> _Given exercise_: Please copy the records below word for word, leaving out the pictures.
----------
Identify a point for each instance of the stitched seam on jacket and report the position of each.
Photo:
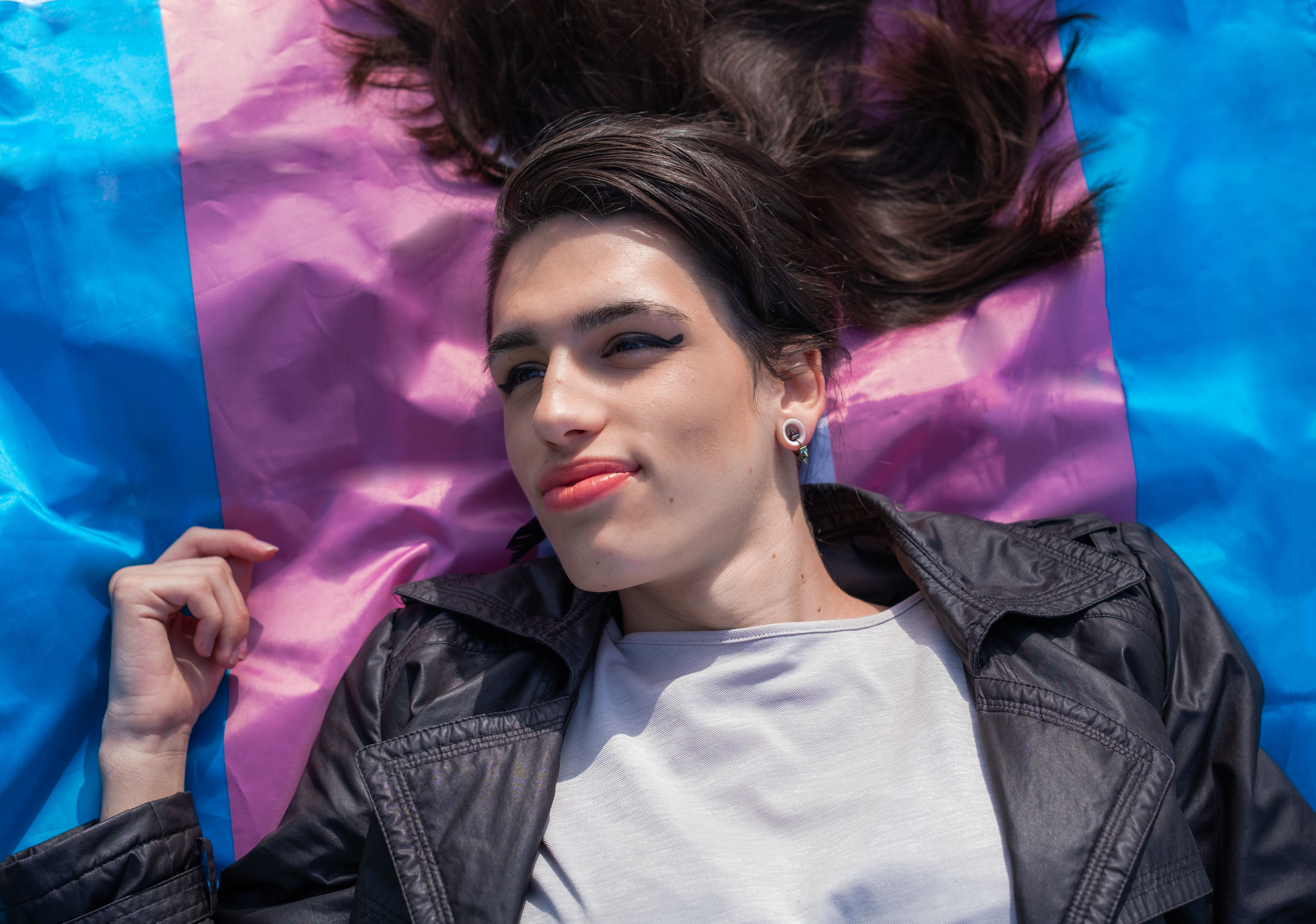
(429, 865)
(1167, 875)
(106, 863)
(977, 601)
(174, 892)
(949, 584)
(1061, 719)
(1136, 626)
(1131, 734)
(1094, 574)
(492, 602)
(398, 661)
(445, 752)
(378, 910)
(1115, 825)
----------
> _Exercise result_:
Identify a point for each instance of the stitched seam on jacket and report the position of each.
Photo:
(429, 865)
(1167, 875)
(106, 863)
(977, 601)
(174, 892)
(949, 584)
(1061, 719)
(1136, 626)
(1131, 734)
(1094, 574)
(492, 602)
(398, 661)
(445, 752)
(378, 910)
(1115, 825)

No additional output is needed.